- **Task**:
Please count the lines in the rows below that contain the string "black", treating uppercase and lowercase as different. Reply with the number alone.

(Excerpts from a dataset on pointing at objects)

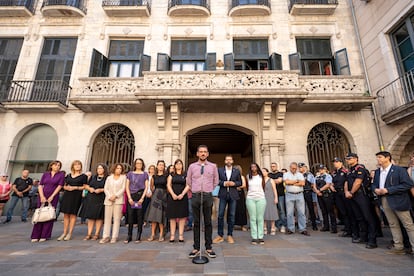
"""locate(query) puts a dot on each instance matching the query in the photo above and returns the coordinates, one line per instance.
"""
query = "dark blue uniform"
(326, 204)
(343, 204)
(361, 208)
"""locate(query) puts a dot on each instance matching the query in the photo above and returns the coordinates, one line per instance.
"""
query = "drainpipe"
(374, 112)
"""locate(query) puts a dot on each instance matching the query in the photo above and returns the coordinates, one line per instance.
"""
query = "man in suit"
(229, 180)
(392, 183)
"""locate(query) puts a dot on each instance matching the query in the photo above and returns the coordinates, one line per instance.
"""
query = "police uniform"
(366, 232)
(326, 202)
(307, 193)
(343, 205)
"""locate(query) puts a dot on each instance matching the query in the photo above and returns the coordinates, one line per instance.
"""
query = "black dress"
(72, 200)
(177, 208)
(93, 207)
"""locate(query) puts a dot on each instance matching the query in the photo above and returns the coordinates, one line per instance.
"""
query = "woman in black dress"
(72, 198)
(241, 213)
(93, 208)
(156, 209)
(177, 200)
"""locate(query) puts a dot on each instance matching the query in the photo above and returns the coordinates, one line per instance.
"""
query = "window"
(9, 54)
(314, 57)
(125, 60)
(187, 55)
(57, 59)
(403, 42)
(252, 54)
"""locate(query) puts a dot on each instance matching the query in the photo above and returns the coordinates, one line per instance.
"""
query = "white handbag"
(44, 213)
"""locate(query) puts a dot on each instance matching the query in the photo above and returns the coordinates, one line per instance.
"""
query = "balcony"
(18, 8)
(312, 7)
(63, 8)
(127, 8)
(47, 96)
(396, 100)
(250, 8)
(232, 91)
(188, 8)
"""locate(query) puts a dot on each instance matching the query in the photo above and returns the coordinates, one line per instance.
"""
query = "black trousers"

* * *

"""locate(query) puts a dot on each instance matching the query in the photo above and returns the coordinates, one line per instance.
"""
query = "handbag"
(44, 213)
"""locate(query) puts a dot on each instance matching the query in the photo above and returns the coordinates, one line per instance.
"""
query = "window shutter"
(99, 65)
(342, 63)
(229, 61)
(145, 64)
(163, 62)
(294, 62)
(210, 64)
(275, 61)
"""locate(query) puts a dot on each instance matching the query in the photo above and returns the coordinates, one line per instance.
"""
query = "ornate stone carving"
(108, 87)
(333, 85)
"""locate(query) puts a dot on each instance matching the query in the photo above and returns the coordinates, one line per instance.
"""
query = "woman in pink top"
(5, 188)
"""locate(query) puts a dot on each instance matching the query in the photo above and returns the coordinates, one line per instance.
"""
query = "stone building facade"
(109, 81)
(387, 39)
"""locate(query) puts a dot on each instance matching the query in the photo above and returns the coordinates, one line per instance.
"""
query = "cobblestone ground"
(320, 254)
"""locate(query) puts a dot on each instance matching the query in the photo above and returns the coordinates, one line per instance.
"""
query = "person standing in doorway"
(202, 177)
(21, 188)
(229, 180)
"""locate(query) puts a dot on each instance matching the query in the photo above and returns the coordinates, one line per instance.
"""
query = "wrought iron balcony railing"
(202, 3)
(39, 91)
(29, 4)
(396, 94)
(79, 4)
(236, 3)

- **Result of the exercise**:
3